(Data entries)
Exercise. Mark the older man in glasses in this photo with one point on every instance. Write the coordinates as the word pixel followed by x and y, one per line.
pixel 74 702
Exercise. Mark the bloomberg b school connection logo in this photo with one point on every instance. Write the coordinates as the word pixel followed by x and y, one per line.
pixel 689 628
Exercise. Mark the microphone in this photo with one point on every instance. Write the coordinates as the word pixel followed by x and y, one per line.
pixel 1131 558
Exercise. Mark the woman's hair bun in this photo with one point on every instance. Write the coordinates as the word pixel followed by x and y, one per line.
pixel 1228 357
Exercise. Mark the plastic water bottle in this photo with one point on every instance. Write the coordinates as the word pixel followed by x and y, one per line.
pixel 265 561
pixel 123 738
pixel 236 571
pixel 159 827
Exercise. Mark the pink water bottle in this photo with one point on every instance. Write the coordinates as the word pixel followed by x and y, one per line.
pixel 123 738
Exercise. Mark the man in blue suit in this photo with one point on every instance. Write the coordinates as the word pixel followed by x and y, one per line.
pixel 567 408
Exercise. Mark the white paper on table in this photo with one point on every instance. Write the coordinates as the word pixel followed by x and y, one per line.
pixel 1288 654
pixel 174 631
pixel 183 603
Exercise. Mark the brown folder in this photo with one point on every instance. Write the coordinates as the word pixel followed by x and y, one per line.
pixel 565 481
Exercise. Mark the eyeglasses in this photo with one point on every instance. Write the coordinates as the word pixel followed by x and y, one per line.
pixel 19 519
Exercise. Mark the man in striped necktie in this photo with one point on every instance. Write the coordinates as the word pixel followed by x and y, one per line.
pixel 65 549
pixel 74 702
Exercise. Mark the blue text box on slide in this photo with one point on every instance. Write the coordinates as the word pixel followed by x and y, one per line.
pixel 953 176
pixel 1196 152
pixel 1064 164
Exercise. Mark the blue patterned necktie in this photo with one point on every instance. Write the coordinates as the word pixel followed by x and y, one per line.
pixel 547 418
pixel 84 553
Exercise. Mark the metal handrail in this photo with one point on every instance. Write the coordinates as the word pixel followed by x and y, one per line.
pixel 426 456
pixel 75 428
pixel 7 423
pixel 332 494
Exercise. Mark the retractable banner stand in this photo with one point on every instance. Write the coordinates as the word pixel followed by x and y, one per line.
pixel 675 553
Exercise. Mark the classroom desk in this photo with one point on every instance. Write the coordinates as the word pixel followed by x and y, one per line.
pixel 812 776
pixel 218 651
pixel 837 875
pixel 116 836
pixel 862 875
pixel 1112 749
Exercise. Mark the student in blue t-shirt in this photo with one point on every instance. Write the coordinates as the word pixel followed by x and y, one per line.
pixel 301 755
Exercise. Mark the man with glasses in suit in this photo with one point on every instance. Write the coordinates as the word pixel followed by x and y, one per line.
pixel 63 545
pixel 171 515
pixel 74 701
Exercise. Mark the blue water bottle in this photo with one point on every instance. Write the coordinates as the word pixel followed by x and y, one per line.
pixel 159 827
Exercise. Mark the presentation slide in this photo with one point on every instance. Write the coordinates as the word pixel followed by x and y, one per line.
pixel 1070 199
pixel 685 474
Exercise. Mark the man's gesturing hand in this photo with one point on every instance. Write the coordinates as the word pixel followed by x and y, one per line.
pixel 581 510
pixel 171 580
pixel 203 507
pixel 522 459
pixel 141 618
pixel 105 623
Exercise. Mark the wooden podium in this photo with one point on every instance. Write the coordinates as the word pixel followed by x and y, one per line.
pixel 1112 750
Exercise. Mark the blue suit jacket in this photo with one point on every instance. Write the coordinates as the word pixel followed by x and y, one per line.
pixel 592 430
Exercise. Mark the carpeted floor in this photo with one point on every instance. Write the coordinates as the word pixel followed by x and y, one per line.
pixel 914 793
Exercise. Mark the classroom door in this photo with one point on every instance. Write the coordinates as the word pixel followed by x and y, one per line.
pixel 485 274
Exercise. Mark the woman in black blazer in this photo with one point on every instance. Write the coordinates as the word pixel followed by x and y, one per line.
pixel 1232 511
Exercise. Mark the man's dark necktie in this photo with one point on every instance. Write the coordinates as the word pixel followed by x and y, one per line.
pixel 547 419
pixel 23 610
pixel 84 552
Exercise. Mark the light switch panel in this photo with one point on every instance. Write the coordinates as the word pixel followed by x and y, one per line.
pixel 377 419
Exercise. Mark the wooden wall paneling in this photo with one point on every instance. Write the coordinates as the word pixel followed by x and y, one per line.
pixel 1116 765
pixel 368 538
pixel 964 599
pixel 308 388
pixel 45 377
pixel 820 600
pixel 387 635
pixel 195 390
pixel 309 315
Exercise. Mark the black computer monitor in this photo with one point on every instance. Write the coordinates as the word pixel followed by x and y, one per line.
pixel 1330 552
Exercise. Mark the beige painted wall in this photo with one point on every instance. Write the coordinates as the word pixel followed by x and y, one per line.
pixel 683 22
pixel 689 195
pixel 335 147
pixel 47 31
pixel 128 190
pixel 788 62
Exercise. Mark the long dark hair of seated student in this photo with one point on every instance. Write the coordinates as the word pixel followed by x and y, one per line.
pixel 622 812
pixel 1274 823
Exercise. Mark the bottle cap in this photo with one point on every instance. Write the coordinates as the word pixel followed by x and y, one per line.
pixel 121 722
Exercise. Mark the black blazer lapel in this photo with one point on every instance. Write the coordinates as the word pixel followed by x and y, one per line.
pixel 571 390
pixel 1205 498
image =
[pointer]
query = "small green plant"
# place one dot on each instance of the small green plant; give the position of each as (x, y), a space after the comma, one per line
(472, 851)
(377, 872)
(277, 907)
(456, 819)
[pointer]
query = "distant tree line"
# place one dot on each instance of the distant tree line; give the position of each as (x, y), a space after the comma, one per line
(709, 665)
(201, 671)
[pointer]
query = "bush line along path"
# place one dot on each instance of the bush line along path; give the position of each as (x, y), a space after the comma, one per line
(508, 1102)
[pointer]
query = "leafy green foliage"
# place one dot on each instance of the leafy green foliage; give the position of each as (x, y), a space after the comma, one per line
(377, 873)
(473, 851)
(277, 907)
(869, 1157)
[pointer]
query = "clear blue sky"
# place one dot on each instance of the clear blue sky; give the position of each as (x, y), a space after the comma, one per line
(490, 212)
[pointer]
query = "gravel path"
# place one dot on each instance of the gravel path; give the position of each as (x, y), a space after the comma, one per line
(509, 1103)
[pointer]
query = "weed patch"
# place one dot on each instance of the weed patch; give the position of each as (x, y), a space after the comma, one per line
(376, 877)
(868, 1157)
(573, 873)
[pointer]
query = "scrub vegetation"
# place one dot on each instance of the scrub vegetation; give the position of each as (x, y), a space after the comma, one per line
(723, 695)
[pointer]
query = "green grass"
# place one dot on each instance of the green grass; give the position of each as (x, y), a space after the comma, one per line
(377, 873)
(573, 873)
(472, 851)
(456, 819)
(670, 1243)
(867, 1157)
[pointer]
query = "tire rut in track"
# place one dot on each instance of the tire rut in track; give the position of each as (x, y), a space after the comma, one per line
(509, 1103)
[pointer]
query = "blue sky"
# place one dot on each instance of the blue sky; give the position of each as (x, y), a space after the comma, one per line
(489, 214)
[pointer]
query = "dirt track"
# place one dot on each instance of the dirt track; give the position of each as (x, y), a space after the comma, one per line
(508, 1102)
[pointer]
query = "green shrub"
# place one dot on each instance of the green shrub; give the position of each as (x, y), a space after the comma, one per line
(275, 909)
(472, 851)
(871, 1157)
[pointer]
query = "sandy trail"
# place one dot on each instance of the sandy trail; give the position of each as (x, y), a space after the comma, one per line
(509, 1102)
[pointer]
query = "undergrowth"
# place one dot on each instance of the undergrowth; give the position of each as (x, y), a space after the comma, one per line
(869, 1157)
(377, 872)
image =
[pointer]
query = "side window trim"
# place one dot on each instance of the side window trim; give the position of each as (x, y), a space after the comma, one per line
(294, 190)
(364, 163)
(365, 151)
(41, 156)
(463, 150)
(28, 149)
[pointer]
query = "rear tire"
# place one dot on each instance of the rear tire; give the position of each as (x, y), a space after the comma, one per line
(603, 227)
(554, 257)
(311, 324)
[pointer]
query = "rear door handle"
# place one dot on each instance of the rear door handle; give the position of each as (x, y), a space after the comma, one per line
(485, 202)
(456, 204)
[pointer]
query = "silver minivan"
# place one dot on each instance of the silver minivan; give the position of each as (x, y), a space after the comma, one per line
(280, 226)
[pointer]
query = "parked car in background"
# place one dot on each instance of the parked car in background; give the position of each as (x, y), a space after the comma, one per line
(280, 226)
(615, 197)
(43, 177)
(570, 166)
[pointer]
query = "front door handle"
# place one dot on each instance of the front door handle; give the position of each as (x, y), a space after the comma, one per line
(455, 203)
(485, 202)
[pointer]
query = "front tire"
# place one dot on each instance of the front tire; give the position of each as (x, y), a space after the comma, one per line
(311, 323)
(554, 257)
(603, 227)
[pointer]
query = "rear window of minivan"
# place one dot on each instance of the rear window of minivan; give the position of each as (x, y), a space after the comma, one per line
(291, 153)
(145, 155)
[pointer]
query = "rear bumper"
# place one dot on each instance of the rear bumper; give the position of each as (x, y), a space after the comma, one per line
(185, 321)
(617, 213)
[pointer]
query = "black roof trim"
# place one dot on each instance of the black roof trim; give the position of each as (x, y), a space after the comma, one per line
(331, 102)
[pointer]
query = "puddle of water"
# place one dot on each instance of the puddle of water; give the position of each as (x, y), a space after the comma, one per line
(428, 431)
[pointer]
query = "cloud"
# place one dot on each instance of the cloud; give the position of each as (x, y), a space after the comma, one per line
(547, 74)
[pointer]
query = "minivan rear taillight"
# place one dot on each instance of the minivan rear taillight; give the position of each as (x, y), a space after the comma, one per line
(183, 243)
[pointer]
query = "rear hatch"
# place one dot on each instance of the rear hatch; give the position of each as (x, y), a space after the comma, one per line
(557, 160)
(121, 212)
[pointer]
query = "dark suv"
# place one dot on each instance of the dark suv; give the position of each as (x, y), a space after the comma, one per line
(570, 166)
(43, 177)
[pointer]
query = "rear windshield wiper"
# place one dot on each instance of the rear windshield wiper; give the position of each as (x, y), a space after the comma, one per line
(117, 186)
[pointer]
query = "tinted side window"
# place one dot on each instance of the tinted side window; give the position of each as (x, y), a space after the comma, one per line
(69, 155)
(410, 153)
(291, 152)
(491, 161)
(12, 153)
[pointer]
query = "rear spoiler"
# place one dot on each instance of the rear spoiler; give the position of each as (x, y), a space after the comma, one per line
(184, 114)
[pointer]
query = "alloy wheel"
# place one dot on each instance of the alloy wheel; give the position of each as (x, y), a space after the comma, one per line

§ **Prompt**
A count is needed of the lines above that hold the word "wheel"; give that count and no other text.

§ **Reply**
2